## The problem
Express the lines below as a JSON list of strings, with one string for each line and blank lines omitted.

— Begin —

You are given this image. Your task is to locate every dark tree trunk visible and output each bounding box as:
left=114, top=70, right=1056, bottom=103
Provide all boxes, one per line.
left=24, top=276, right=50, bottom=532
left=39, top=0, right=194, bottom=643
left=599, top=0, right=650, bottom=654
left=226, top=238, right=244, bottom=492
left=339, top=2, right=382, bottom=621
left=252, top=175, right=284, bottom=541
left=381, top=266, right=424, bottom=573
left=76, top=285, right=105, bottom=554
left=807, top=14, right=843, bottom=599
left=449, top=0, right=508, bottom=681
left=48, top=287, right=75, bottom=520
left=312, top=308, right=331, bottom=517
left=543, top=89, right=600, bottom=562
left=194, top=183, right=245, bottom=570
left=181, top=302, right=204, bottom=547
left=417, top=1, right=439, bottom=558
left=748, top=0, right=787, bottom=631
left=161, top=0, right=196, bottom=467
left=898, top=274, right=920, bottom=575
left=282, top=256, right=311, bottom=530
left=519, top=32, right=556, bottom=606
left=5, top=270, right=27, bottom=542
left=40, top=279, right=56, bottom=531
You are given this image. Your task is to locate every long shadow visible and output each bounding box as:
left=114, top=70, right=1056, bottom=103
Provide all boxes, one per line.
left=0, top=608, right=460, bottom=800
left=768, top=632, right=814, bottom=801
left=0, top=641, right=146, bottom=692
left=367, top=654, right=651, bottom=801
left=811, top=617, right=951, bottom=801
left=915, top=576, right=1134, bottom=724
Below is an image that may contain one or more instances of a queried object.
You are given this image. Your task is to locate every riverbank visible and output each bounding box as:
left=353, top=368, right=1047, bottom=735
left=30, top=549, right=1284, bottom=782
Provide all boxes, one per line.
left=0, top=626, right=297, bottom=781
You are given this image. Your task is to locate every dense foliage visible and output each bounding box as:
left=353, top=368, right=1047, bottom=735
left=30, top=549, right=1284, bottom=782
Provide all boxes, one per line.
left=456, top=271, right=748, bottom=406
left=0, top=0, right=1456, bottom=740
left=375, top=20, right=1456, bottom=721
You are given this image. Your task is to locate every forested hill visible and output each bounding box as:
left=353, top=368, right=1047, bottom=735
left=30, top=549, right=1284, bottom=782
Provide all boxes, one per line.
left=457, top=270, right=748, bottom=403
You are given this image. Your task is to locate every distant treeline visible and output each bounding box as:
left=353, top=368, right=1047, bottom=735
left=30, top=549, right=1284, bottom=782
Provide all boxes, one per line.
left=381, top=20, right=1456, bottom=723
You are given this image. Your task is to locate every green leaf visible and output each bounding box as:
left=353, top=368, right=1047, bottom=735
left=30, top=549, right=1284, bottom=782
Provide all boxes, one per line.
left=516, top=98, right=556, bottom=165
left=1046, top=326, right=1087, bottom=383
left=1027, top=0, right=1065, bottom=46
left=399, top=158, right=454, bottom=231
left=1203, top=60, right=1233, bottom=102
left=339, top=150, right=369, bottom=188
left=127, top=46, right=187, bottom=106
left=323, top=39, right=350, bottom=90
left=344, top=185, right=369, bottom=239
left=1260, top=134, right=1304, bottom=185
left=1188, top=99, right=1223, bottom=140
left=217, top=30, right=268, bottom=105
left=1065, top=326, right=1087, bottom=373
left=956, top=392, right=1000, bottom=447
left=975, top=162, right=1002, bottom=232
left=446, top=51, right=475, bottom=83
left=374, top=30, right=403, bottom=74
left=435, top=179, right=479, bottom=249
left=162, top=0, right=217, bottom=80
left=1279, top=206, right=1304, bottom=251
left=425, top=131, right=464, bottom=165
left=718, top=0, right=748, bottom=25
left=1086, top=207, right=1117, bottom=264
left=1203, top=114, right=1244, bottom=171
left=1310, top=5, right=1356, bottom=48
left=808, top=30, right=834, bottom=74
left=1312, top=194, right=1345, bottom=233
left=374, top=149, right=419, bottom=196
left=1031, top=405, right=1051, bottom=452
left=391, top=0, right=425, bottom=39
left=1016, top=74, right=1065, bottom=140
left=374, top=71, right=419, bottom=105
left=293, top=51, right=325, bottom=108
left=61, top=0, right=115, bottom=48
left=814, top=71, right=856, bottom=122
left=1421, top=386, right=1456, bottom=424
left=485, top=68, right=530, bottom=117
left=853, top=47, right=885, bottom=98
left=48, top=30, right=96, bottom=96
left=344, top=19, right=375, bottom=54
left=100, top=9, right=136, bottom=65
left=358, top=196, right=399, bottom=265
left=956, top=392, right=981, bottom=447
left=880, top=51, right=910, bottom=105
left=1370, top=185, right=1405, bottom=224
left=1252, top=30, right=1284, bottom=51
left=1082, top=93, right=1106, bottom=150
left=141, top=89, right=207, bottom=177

— End —

## Reply to the exercise
[
  "You are given this image. Your task is to locate every dark tree trunk visible and output each bounding box as:",
  "left=114, top=70, right=1056, bottom=103",
  "Provide all boxes, one per line.",
  "left=24, top=276, right=50, bottom=532",
  "left=39, top=0, right=194, bottom=643",
  "left=599, top=0, right=650, bottom=654",
  "left=226, top=238, right=244, bottom=492",
  "left=339, top=2, right=382, bottom=621",
  "left=252, top=175, right=284, bottom=541",
  "left=381, top=266, right=424, bottom=573",
  "left=76, top=285, right=105, bottom=554",
  "left=807, top=14, right=843, bottom=599",
  "left=449, top=0, right=508, bottom=681",
  "left=48, top=287, right=75, bottom=520",
  "left=312, top=308, right=331, bottom=517",
  "left=543, top=89, right=600, bottom=562",
  "left=194, top=183, right=245, bottom=570",
  "left=181, top=302, right=204, bottom=547",
  "left=417, top=1, right=439, bottom=558",
  "left=748, top=0, right=787, bottom=631",
  "left=161, top=0, right=196, bottom=467",
  "left=898, top=274, right=920, bottom=575",
  "left=282, top=256, right=311, bottom=530",
  "left=519, top=32, right=556, bottom=606",
  "left=5, top=270, right=27, bottom=542",
  "left=40, top=279, right=56, bottom=531",
  "You are given this image. Your task is to locate every long shadow visible and output each bounding box as:",
  "left=114, top=70, right=1056, bottom=103",
  "Provide all boxes, one per line.",
  "left=0, top=608, right=460, bottom=800",
  "left=768, top=632, right=814, bottom=801",
  "left=0, top=641, right=146, bottom=692",
  "left=367, top=654, right=651, bottom=801",
  "left=811, top=617, right=951, bottom=801",
  "left=915, top=576, right=1134, bottom=724",
  "Below is an image that may contain one or more instances of a queried object.",
  "You are given this image. Your task is to locate every riverbank visible and output each bounding box as:",
  "left=353, top=368, right=1047, bottom=735",
  "left=30, top=549, right=1284, bottom=782",
  "Provide all boxes, one per line.",
  "left=0, top=626, right=297, bottom=781",
  "You are given this image. Your task is to locate every dense foliage visible and output each bounding box as:",
  "left=353, top=368, right=1047, bottom=735",
  "left=30, top=549, right=1284, bottom=782",
  "Provide all boxes, one per line.",
  "left=456, top=271, right=748, bottom=406",
  "left=0, top=0, right=1456, bottom=740",
  "left=375, top=20, right=1456, bottom=721",
  "You are given this image. Your task is to locate every forested hill visible and output each bounding box as:",
  "left=353, top=368, right=1047, bottom=735",
  "left=30, top=549, right=1284, bottom=782",
  "Provide all boxes, one per line.",
  "left=457, top=270, right=748, bottom=403",
  "You are given this image. Your task is to locate every distant treeline visible and output each bounding box as:",
  "left=353, top=368, right=1047, bottom=735",
  "left=30, top=549, right=1284, bottom=782",
  "Provide all boxes, one per line.",
  "left=381, top=20, right=1456, bottom=723",
  "You are given this image. Your task is to locate every green leaf visible and output each bounding box as:",
  "left=353, top=368, right=1047, bottom=735",
  "left=30, top=549, right=1284, bottom=782",
  "Provide all boxes, one per line.",
  "left=516, top=98, right=556, bottom=165",
  "left=1046, top=326, right=1087, bottom=383",
  "left=1027, top=0, right=1065, bottom=46",
  "left=399, top=158, right=454, bottom=231",
  "left=1203, top=60, right=1233, bottom=102",
  "left=339, top=150, right=369, bottom=188",
  "left=127, top=46, right=187, bottom=106",
  "left=323, top=39, right=350, bottom=90",
  "left=344, top=185, right=369, bottom=239",
  "left=1260, top=134, right=1304, bottom=185",
  "left=1188, top=99, right=1223, bottom=140",
  "left=217, top=30, right=268, bottom=105",
  "left=1065, top=326, right=1087, bottom=373",
  "left=956, top=392, right=1000, bottom=447",
  "left=975, top=162, right=1002, bottom=232",
  "left=446, top=51, right=475, bottom=83",
  "left=374, top=30, right=403, bottom=74",
  "left=435, top=179, right=479, bottom=249",
  "left=162, top=0, right=217, bottom=80",
  "left=1279, top=206, right=1304, bottom=251",
  "left=425, top=131, right=464, bottom=165",
  "left=718, top=0, right=748, bottom=25",
  "left=1086, top=207, right=1117, bottom=264",
  "left=1203, top=114, right=1244, bottom=171",
  "left=1310, top=5, right=1356, bottom=48",
  "left=808, top=30, right=834, bottom=74",
  "left=1312, top=194, right=1345, bottom=233",
  "left=374, top=149, right=419, bottom=196",
  "left=1031, top=405, right=1051, bottom=452",
  "left=391, top=0, right=425, bottom=39",
  "left=1016, top=74, right=1065, bottom=140",
  "left=374, top=71, right=419, bottom=105",
  "left=293, top=51, right=325, bottom=108",
  "left=61, top=0, right=115, bottom=48",
  "left=814, top=71, right=856, bottom=122",
  "left=1421, top=386, right=1456, bottom=424",
  "left=485, top=68, right=530, bottom=117",
  "left=853, top=47, right=885, bottom=98",
  "left=48, top=30, right=96, bottom=96",
  "left=344, top=19, right=375, bottom=54",
  "left=100, top=9, right=136, bottom=65",
  "left=358, top=196, right=399, bottom=265",
  "left=956, top=392, right=981, bottom=447",
  "left=880, top=51, right=910, bottom=105",
  "left=1370, top=185, right=1405, bottom=224",
  "left=1252, top=30, right=1284, bottom=51",
  "left=1082, top=93, right=1106, bottom=150",
  "left=141, top=89, right=207, bottom=177"
]